Your goal = Which lines in the listing below contain the word "steep"? Copy out each one.

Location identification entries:

· · · ·

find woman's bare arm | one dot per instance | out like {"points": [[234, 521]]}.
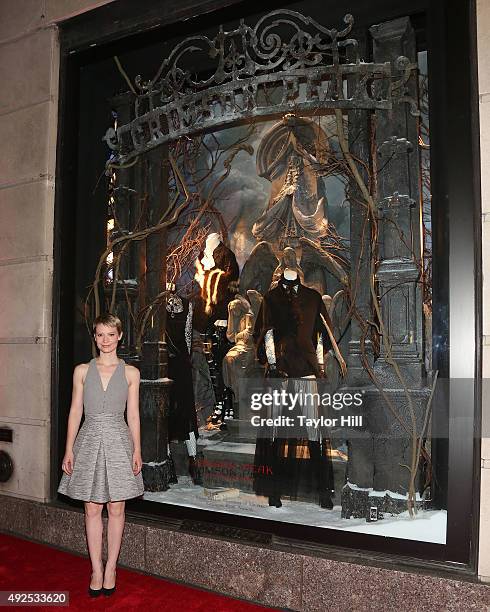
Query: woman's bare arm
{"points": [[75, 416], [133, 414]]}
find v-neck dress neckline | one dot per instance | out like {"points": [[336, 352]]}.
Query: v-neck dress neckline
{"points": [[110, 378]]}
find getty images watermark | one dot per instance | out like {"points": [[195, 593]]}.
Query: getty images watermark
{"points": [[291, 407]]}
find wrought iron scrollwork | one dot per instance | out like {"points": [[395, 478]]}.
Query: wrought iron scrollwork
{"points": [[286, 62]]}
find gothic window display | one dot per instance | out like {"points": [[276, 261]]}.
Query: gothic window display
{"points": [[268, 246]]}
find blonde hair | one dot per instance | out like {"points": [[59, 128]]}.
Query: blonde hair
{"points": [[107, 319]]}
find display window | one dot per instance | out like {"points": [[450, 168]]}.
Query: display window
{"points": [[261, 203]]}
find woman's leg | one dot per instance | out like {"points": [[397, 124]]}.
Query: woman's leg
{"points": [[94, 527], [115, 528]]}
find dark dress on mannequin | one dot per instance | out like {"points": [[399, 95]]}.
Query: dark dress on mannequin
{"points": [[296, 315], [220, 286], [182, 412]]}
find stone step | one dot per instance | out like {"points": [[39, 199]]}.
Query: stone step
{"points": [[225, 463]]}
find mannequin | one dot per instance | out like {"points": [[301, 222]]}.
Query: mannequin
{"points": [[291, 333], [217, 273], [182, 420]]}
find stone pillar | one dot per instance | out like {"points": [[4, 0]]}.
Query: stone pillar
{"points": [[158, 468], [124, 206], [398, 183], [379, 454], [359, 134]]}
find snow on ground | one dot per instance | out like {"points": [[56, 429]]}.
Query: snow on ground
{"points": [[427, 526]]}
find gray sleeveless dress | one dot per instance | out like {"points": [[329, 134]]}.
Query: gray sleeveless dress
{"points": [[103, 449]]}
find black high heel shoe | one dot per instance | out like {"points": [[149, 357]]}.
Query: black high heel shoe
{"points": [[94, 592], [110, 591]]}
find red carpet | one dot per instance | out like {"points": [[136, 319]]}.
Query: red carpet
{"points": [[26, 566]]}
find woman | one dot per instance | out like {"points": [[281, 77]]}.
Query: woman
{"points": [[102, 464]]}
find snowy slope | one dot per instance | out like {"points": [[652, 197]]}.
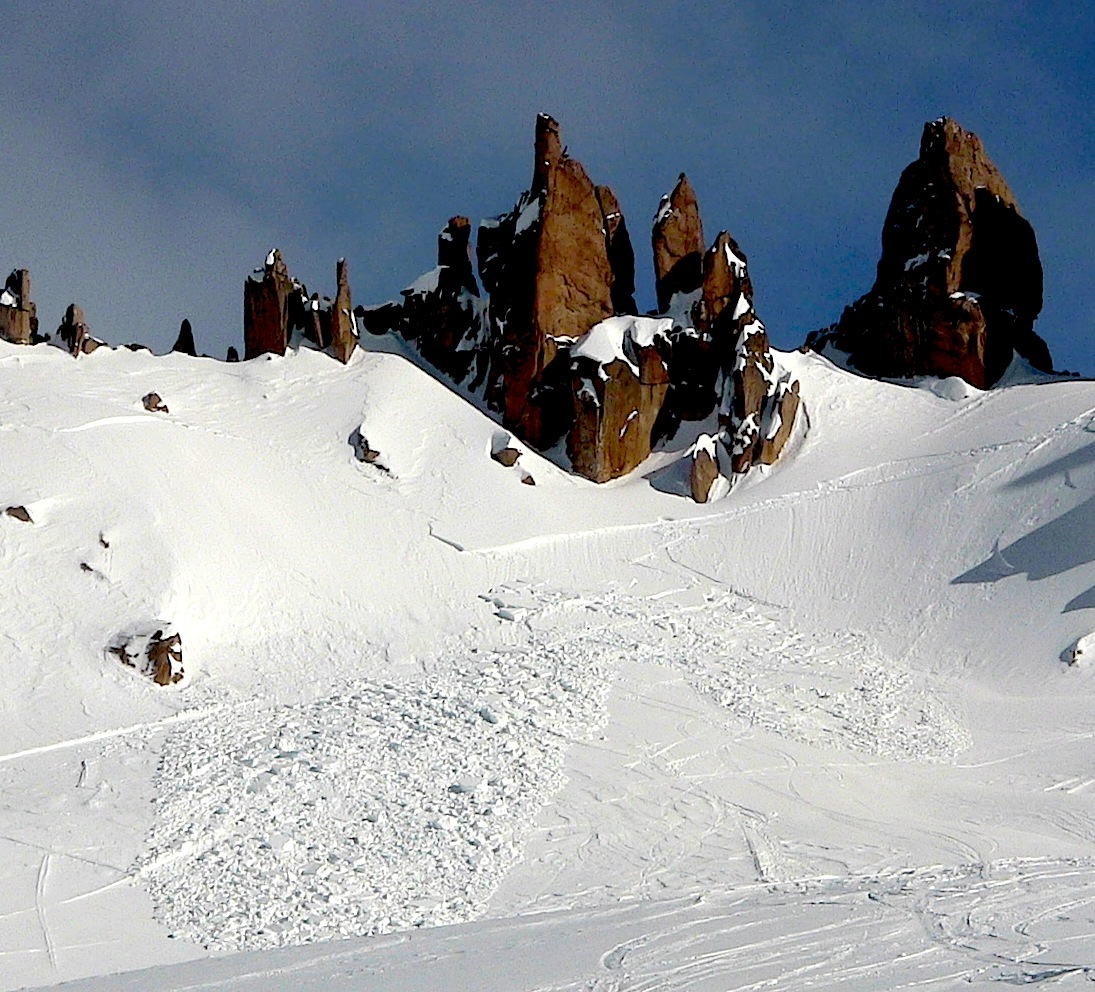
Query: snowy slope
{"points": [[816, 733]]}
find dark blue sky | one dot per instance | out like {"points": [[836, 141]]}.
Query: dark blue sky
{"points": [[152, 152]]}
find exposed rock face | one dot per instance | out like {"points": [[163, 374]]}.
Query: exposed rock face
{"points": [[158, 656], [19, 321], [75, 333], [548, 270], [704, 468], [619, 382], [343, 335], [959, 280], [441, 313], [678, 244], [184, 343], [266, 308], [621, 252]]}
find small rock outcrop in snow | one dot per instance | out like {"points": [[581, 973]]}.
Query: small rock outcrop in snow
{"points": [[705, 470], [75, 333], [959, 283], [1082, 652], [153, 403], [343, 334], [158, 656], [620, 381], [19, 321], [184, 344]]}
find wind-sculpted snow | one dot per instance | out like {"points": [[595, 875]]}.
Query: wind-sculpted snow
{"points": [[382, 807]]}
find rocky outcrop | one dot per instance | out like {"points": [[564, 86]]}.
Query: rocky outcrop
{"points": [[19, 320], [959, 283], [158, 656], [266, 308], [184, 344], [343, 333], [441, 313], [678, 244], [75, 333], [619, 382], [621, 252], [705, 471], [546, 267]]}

· · · ·

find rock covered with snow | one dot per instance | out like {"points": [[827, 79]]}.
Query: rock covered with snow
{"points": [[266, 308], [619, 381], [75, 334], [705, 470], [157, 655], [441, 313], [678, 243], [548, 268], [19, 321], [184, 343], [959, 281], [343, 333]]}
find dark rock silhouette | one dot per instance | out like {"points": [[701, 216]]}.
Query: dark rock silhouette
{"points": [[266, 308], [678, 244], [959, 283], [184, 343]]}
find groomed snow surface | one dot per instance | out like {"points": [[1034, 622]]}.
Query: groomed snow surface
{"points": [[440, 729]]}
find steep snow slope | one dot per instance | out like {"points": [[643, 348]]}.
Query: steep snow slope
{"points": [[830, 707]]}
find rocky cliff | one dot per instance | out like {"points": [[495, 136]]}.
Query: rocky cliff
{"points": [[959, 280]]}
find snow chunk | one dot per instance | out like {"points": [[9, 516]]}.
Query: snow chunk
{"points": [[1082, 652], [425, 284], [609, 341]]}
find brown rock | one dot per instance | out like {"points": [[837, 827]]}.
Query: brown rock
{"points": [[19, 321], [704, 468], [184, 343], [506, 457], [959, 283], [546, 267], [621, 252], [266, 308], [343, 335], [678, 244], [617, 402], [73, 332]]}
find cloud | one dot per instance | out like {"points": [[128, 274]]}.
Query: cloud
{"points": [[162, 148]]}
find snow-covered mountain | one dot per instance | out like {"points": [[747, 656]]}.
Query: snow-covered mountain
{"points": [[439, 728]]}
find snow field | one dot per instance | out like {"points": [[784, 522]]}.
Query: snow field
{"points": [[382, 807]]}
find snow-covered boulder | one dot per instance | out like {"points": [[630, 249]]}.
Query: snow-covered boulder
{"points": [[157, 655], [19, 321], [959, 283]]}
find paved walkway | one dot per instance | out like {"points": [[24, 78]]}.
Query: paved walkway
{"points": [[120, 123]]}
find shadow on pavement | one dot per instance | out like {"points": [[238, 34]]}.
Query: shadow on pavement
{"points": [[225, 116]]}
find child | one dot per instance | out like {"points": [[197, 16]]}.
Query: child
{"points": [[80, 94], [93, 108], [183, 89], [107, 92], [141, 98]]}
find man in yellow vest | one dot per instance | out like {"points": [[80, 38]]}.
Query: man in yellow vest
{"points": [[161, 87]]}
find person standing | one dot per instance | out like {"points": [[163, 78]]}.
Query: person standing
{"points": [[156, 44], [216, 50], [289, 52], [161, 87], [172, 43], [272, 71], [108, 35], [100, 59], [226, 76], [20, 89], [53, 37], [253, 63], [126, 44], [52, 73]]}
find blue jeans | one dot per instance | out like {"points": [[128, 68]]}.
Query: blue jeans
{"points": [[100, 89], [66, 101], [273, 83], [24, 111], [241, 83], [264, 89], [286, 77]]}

· · · ·

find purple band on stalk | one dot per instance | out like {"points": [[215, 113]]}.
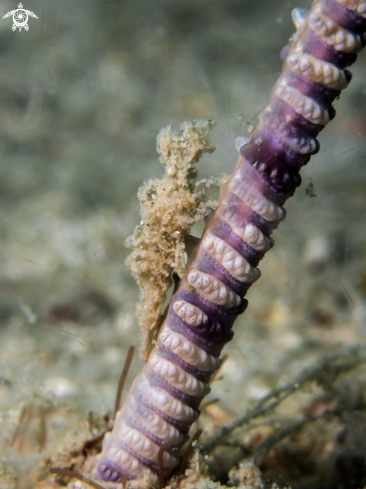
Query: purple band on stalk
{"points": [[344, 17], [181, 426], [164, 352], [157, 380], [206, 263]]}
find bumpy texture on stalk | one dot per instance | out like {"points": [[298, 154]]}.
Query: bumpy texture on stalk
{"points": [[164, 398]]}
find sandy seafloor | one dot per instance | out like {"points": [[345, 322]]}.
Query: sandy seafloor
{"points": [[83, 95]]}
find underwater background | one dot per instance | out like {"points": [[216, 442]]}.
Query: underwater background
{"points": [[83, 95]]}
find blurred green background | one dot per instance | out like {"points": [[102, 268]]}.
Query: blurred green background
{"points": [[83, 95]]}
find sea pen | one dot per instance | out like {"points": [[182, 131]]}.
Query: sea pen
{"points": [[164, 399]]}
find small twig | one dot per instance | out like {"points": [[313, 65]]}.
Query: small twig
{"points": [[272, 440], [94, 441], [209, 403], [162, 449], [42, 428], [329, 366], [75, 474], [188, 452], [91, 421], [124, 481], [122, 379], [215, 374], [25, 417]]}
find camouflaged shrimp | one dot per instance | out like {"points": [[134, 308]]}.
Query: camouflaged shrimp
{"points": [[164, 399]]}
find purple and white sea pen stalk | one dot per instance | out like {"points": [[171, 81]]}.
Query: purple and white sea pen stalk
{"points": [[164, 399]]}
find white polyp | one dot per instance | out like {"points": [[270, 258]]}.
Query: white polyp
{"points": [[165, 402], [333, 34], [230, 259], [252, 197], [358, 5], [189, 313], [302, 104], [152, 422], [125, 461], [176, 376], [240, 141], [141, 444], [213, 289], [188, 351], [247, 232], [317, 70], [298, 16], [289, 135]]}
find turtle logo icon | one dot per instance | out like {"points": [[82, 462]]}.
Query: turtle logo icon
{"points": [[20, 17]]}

· · · ·

Final result =
find steep snow slope | one dot per instance | out like {"points": [[643, 348]]}.
Query: steep snow slope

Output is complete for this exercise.